**** Excerpt provided

Given how fundamental they are to modern mathematics, I can't help but wonder how so many intelligent individuals could be so ignorant.
Comments
The concept of having less than none of something would have rightfully been seen as absurd. Even today, it's kind of a hard concept to wrap your head around.
That said, negative numbers, at least, have obvious real world applications. Debt, for instance.
I assumed you meant "absolute, earliest, dawn-of-civilization, before math was really a unified thing" early.
That is an entirely different "early" than I was thinking.
Yeah, that's stupid.
Also superscript doesn't work.
Well, the problem is that it wasn't obviously useful for a while. I think the first time imaginary numbers were seen as «useful» was when it turned out that the method for solving cubic equations depends on imaginary numbers even when the roots are all real.
Math wasn't really «a unified thing» until the early 20th century with Bourbaki and Principia Mathematica and the like.

********

Directions:
Carry on the comment thread about negative and imaginary numbers above from where it stops.

**** Extracted information

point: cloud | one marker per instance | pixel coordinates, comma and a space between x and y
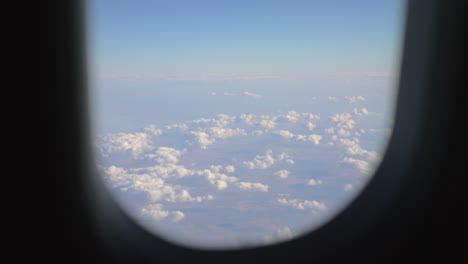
230, 169
362, 112
283, 174
313, 182
285, 133
219, 132
155, 188
166, 155
249, 119
136, 143
253, 186
348, 187
220, 180
282, 234
151, 129
311, 126
263, 162
291, 116
344, 120
202, 139
182, 127
157, 212
354, 99
362, 165
253, 95
315, 138
302, 204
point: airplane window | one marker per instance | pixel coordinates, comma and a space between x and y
232, 124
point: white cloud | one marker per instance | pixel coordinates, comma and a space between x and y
249, 119
313, 182
354, 99
291, 116
362, 165
221, 180
218, 132
182, 127
283, 174
315, 138
230, 169
136, 144
348, 187
268, 123
165, 155
156, 188
263, 162
311, 126
285, 133
344, 120
343, 133
302, 204
253, 95
177, 216
253, 186
310, 116
362, 112
202, 139
257, 132
282, 234
151, 129
157, 212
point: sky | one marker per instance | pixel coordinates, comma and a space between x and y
224, 124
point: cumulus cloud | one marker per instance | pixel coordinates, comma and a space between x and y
354, 99
263, 162
230, 169
155, 188
202, 138
220, 180
362, 165
166, 155
219, 132
249, 119
136, 143
362, 112
157, 212
285, 133
313, 182
182, 127
253, 186
253, 95
283, 174
291, 116
343, 120
315, 138
268, 123
282, 234
302, 204
311, 126
348, 187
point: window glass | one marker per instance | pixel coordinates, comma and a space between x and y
227, 124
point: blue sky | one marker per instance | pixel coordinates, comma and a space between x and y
282, 37
240, 123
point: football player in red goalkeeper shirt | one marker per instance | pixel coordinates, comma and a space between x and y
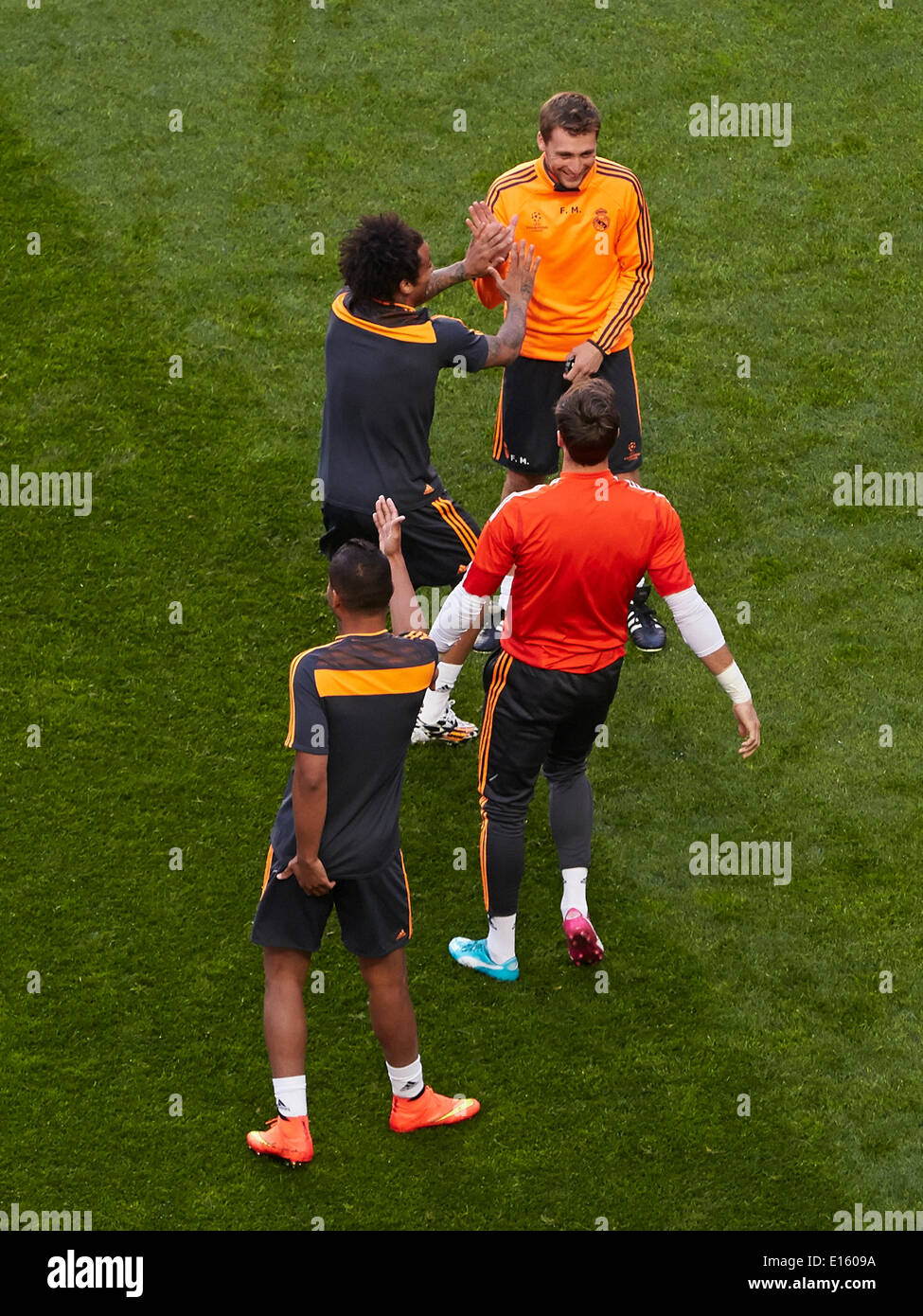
579, 545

********

Solved problem:
Math isn't really a science, and even in science you frequently get people who are dismissive of new ideas that turn out to pretty much be true. The example that comes to mind first is the story of how Boltzmann was driven to suicide because of the academic...bullying...he received due to resistance against his theory of atoms.
If you're talking about i as the square root of -1, consider the complex plane as a plane, and i to be the point (0,1). Complex multiplication by a point on the unit circle is a rotation, and the amount of rotation is equal to the angle between the point, the origin, and the X axis--in the case of i, 90 degrees. So if you rotate (0,1) 90 degrees, you reach (-1,0), which is -1 on the real number line.
Actually, I'm just BSing, but still.